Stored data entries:
══════════════════════════════
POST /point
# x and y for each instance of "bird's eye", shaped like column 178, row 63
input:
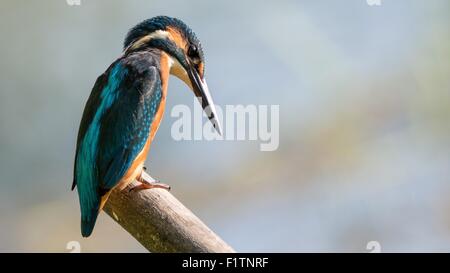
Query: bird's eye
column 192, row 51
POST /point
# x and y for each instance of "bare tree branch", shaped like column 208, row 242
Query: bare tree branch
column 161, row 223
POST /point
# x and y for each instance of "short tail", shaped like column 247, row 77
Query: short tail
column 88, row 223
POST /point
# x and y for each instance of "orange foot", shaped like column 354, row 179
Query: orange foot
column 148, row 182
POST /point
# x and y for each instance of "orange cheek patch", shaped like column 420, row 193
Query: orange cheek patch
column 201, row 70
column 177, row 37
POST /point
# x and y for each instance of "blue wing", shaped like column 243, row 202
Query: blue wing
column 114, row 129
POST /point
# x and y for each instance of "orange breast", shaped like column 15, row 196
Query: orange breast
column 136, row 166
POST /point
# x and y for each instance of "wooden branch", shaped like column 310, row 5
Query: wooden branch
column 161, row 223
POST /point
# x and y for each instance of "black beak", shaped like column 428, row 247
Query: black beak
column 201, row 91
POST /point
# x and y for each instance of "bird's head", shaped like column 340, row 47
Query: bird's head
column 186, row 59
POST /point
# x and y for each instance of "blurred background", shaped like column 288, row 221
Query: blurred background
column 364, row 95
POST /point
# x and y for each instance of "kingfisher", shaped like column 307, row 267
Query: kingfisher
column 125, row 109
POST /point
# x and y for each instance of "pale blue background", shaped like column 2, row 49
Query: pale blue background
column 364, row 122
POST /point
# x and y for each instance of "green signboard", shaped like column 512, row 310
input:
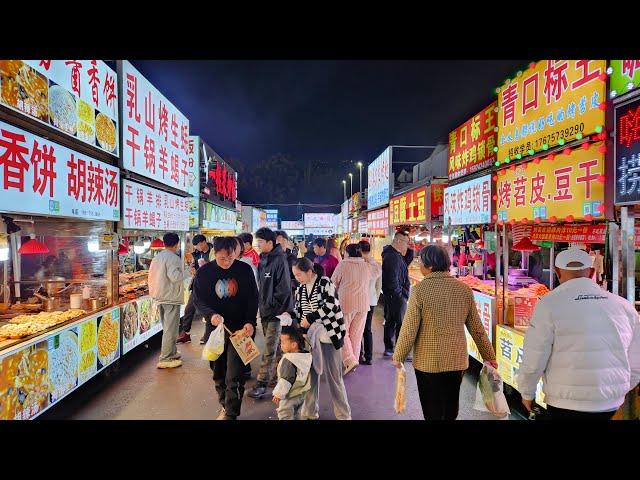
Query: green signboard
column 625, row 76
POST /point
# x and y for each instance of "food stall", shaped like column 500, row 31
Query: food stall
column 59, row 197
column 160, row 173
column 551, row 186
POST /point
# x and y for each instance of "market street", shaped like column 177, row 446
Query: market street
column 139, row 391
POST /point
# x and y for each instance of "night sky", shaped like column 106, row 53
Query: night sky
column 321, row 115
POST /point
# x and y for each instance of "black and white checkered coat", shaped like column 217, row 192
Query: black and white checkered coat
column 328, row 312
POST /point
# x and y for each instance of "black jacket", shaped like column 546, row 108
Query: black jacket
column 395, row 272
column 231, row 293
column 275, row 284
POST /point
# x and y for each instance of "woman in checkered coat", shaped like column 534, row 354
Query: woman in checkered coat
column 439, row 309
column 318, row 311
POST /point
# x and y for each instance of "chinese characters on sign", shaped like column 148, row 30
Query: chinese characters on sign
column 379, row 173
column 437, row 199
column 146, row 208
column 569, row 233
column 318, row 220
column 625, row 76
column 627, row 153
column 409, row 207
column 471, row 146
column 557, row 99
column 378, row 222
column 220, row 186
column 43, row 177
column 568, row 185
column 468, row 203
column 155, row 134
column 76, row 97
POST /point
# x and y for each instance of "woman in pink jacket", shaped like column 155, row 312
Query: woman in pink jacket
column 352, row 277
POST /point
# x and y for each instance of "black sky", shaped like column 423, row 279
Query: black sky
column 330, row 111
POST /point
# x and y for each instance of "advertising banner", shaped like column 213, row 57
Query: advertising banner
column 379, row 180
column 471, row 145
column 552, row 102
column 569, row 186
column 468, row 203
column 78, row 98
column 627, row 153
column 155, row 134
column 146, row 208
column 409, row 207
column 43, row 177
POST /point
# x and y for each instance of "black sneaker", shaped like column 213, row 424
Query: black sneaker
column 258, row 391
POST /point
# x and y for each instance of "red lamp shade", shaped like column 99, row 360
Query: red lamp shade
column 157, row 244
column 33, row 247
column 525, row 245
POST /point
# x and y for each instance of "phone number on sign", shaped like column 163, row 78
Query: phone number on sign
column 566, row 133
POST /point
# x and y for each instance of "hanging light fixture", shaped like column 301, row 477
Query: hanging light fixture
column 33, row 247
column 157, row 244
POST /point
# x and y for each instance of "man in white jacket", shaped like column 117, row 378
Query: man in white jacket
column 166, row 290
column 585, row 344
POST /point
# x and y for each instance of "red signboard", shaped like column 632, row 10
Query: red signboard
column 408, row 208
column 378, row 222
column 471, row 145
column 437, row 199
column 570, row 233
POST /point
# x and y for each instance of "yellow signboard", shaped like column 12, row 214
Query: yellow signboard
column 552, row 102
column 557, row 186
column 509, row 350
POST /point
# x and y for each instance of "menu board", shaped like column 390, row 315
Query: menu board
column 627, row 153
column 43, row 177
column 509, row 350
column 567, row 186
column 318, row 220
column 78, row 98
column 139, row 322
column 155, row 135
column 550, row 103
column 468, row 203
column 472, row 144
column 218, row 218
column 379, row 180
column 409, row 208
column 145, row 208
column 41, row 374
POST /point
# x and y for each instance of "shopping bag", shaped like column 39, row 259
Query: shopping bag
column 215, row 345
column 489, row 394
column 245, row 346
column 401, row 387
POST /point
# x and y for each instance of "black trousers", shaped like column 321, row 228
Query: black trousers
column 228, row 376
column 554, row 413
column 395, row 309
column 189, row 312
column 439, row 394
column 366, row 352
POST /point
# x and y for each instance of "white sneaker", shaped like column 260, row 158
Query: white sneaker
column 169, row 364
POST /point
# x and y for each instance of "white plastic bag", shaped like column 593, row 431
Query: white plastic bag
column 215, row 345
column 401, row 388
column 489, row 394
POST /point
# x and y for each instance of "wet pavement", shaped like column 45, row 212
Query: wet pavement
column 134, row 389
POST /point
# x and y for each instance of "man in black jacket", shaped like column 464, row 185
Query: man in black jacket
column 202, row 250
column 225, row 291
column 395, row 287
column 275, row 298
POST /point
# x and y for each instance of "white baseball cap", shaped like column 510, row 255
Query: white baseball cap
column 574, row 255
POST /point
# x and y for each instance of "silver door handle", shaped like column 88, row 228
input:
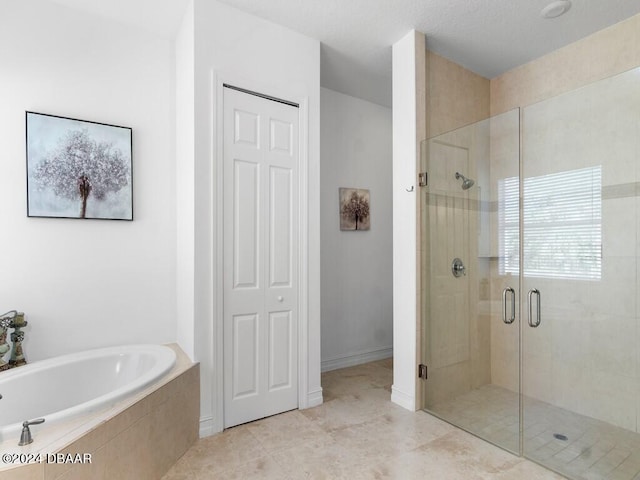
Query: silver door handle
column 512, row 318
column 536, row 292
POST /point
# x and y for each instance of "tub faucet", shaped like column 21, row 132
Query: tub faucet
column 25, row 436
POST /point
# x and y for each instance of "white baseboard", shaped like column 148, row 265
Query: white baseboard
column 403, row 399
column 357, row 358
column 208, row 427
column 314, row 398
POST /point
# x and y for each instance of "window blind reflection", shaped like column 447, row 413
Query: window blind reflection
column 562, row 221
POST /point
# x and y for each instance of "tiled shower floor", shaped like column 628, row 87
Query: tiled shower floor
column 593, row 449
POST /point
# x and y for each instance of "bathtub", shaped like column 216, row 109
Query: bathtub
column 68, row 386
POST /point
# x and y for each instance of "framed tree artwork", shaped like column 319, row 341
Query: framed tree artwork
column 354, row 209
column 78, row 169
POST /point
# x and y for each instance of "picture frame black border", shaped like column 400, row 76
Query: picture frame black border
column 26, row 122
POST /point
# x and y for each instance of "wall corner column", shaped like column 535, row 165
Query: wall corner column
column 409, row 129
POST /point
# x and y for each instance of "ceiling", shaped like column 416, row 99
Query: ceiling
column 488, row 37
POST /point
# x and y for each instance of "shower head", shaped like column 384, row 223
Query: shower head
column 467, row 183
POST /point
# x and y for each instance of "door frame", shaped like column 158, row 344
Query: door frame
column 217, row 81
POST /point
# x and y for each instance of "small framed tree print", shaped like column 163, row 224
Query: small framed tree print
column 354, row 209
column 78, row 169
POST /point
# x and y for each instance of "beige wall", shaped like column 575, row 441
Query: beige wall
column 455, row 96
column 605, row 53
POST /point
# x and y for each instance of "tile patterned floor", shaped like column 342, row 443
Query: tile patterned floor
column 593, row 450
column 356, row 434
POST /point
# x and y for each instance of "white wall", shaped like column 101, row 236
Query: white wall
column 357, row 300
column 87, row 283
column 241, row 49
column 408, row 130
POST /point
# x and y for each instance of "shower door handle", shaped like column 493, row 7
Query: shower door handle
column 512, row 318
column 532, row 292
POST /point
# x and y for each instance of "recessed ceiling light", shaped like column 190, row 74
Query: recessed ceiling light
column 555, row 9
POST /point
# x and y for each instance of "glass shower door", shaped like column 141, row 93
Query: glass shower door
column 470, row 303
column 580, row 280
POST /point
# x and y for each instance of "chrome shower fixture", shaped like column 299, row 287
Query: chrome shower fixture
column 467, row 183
══════════════════════════════
Retype each line of the data exactly, beginning with the first; include the line containing "243, row 202" and stop there, skipping every picture.

POST /point
# x and y for each instance of "bird's eye", shaped like column 178, row 63
input:
Query: bird's eye
column 192, row 51
POST /point
# x and y for each instance of "bare tree branch", shaped like column 208, row 242
Query: bare tree branch
column 161, row 223
POST /point
# x and y for each instance of "short tail", shaped like column 247, row 77
Query: short tail
column 88, row 223
POST /point
# x and y for each instance of "orange foot", shaped like column 354, row 179
Query: orange foot
column 148, row 182
POST /point
# x and y for each instance of "orange cheek patch", shaped like column 420, row 193
Query: orange cheek patch
column 201, row 70
column 177, row 37
POST /point
# x and y for each instance of "blue wing", shaped like column 243, row 202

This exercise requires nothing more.